- [SET TASK]
Copy out the entries below with every occurrence of "site audit" replaced by "field survey", leaving everything else unchanged.
::: RECORDS
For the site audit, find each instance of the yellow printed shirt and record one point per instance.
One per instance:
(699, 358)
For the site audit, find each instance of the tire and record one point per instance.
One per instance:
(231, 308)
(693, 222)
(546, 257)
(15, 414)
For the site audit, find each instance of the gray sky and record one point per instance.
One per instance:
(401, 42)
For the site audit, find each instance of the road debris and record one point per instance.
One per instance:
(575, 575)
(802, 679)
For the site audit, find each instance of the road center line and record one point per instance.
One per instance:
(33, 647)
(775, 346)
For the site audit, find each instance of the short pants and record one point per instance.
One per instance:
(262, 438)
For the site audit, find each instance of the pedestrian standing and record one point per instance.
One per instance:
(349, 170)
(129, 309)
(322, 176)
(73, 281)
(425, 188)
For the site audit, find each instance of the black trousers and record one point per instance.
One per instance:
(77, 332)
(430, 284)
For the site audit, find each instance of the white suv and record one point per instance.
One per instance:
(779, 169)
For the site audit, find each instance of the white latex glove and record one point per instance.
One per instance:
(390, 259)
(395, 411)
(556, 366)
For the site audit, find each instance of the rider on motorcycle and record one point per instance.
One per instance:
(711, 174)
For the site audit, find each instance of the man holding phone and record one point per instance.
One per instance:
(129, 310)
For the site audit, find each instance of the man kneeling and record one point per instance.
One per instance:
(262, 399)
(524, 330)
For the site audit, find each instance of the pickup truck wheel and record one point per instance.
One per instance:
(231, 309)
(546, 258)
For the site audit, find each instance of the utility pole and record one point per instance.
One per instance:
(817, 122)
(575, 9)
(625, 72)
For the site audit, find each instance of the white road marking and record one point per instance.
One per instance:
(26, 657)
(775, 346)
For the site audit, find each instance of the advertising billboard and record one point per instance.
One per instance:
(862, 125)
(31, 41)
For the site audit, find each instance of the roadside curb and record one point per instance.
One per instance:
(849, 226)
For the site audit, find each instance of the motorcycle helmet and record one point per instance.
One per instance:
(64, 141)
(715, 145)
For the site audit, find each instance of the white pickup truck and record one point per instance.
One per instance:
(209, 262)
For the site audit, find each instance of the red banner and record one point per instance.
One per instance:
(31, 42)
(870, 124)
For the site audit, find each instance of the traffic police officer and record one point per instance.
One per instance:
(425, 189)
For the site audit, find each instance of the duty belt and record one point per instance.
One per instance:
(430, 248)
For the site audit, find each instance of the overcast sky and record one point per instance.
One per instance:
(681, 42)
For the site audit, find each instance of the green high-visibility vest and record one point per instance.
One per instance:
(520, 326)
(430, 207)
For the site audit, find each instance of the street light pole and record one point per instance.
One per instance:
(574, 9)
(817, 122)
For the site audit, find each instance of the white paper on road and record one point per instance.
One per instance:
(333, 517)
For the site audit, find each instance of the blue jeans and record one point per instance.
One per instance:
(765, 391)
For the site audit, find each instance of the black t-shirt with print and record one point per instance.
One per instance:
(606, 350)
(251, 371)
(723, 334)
::::::
- [RESPONSE]
For the field survey, find each instance of the yellow printed shirt and record one point per instance.
One per instance:
(699, 358)
For the field survey, find each instance of the tire and record one point per instance.
One per instance:
(231, 308)
(693, 222)
(546, 257)
(15, 414)
For the field survey, find each instance of the gray sky and record one point per instance.
One per instance:
(401, 42)
For the field survey, find each instance of the road debris and record one point per instance.
One per instance:
(575, 575)
(802, 679)
For the field survey, find each instance of the road center line and record one point per instance.
One per instance:
(33, 647)
(775, 346)
For the field survey, find each instance of the short pants and record one point per instance.
One per instance:
(262, 438)
For the field survey, find each instance of the pedestrian standing and record one point per instance.
One per instance:
(349, 170)
(129, 309)
(322, 176)
(73, 281)
(425, 188)
For the field survey, find each instance of the black trousers and record one point per instance.
One per instance:
(77, 332)
(430, 284)
For the field survey, find each instance of the white suv and record one point per instance.
One per instance:
(779, 169)
For the field survey, find each instance of the white latex glove and record one point per instance.
One per instance:
(390, 259)
(395, 411)
(556, 366)
For the field survey, find each instance of the rider on motorcycle and record one point per instance.
One per instance:
(711, 174)
For the field survey, find each instance of the man holding phone and record one point per instance.
One per instance:
(129, 310)
For the field survey, find each instance of the man kneeling and record one point per instance.
One per instance:
(262, 399)
(524, 330)
For the field survey, find each instance of the pickup truck wheel and record one point per instance.
One per instance:
(231, 309)
(546, 258)
For the field survey, find each instance of the utility pole and record one point per instance.
One per instance:
(817, 122)
(575, 9)
(625, 72)
For the field survey, find each instance of the white road marking and record one point per instance.
One per instance:
(26, 657)
(775, 346)
For the field survey, find each instance of the advertising billboard and record one point per instance.
One per instance:
(862, 125)
(31, 41)
For the field survey, find each instance of the roadside curb and record one point per instance.
One per instance:
(849, 226)
For the field survey, find each instance of the motorcycle helmet and record one point per instance.
One per instance:
(64, 141)
(715, 145)
For the field survey, find each instance of the white pickup truck and record one point per instance.
One per instance:
(209, 262)
For the field survey, find each instance of the red banner and record one point per instance.
One per instance:
(31, 42)
(870, 124)
For the field survey, find each instance of the traffic police officer and record one point per instance.
One per instance:
(425, 189)
For the field survey, find each instance of the duty belt and record one point per instance.
One per instance:
(430, 248)
For the field survey, find each instance of the overcast sky and record one point per instance.
One per instance:
(681, 42)
For the field survey, find each instance of the green high-visibility vest and record one point per instance.
One per instance:
(520, 326)
(430, 207)
For the field survey, find each instance of the street light pole and record one point per instance.
One per instance:
(574, 9)
(817, 122)
For the field survey, find each instance of the white paper on road and record one point per instance.
One per instance:
(333, 517)
For the field survey, find each instance of the blue jeans and record one point per instance.
One per instance:
(765, 391)
For the field survey, find each instance of the black t-shirt with print and record one point per instance.
One per instance:
(606, 350)
(251, 371)
(723, 334)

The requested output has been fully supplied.